▸ Assignment
Omit all pictures, then repeat the listing exactly.

▸ Input material
>>>
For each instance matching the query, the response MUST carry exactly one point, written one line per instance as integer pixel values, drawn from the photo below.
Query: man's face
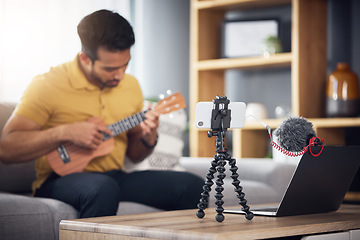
(109, 69)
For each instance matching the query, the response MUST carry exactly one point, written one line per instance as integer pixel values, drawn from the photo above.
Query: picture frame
(246, 37)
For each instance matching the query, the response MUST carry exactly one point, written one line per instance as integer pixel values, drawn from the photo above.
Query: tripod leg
(204, 201)
(248, 214)
(219, 188)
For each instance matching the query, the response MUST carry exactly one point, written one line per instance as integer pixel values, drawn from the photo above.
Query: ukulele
(70, 158)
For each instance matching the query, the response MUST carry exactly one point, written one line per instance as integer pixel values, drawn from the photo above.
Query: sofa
(25, 217)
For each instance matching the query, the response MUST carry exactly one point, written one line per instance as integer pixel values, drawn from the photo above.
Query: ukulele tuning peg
(169, 92)
(161, 96)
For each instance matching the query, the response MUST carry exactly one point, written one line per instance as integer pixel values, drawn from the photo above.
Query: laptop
(319, 184)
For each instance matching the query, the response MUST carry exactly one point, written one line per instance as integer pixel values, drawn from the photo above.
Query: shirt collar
<<<
▸ Exercise answer
For each instance matching the query, the response MUST carry exactly one point, written one line per instance as integer pixel values, drawn from the photo below.
Query: man's face
(109, 69)
For each instance matching the query, the response MUST carry exactly one point, written one line per instance as integer pixel values, drawn from the photo above.
Query: picture frame
(246, 37)
For each instance matching the query, the response MUST carry exactly one point, written one line per instance as integer pixel values, drawn from the photo above.
Query: tripod leg
(204, 201)
(248, 214)
(219, 188)
For each instance matching the query, the response MUST carry exactly one point, written one line per instance as integer pixel values, drawn from the photo above.
Query: ukulele
(70, 158)
For each instance matching the query, the response MUST carry exactly one point, written one line per instance as integer pixel values, drawn from the photo above.
Query: sofa
(25, 217)
For each instance matching the query, the response MUST carry exactly one point, written one line per instance as integer pixel values, drawn from the photo above.
Query: ukulele tuning peg
(169, 92)
(161, 96)
For each instance matching the query, the response MUST carry exactly one point, written one line per instance as integer pixel values, drawn from the photo above.
Query: laptop
(319, 184)
For each instance matching the query, the response MUST carry exactly one point, written one line per instance as integer pixel values, drawn from the photo above.
Query: shirt collar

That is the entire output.